### AIM OF THE TASK
Rewrite every one of the entries below, swapping "wooden stud" for "timber stud" and leaving all other text unchanged.

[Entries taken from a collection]
** BEGIN **
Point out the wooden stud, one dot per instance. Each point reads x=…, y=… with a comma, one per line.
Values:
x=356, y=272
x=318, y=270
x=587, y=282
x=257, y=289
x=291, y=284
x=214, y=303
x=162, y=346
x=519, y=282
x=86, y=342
** END **
### SOLVED PROBLEM
Point out the timber stud, one dot per instance. Each point reads x=…, y=… with a comma, one per line.
Values:
x=356, y=272
x=318, y=270
x=587, y=282
x=257, y=289
x=291, y=284
x=214, y=303
x=162, y=346
x=519, y=282
x=86, y=342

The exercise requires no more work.